▶ _Records_:
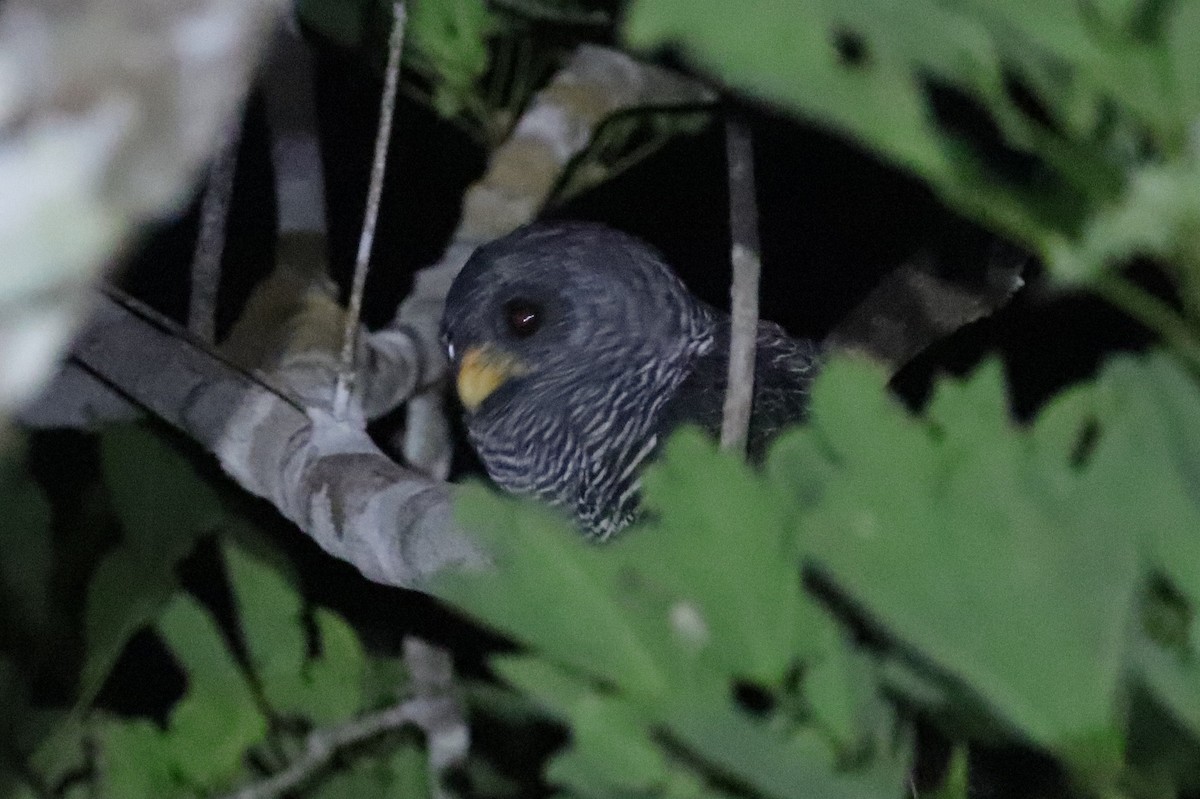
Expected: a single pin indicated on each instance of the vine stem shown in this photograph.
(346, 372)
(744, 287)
---
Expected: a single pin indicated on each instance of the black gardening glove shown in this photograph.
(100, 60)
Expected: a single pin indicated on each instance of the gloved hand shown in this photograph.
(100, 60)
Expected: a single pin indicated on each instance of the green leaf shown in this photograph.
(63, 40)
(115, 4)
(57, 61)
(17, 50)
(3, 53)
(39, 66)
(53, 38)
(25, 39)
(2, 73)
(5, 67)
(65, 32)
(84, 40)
--
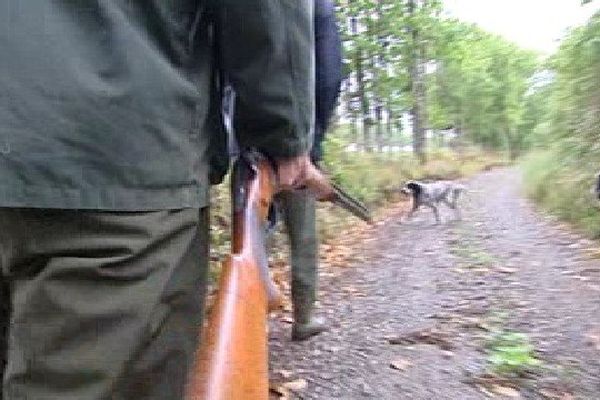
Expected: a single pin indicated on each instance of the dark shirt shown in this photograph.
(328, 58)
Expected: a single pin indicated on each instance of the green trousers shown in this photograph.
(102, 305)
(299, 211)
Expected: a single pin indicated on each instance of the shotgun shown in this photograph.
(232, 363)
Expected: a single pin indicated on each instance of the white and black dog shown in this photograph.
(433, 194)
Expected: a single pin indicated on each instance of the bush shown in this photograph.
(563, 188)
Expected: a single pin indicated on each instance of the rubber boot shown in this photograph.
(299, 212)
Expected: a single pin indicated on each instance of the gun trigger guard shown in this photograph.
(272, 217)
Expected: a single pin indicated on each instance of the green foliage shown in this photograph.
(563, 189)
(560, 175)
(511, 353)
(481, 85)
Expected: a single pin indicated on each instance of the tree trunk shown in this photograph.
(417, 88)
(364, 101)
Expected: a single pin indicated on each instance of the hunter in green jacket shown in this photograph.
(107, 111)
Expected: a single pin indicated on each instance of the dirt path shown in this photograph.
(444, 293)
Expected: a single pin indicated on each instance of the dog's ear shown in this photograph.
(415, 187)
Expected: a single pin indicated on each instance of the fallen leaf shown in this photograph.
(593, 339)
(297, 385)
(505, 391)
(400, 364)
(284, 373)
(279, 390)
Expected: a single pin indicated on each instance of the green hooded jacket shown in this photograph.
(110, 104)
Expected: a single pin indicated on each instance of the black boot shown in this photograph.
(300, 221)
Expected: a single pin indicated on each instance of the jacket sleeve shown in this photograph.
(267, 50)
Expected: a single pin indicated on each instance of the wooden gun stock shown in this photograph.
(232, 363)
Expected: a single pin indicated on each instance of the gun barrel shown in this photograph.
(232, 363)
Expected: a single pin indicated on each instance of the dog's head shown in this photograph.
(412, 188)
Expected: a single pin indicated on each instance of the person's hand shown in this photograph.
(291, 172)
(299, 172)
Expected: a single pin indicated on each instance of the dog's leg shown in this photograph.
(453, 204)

▶ _Task details_: From the material above, pick out and copy each line that contains the word "black". Case matters.

▶ _Correct output_:
Expected: a single pin indicated on each instance of the black gardening glove shown in this photograph.
Expected: a single pin indicated on each instance of the white and black dog shown in this photograph.
Expected: a single pin indicated on each instance of the black boot shown in this photograph.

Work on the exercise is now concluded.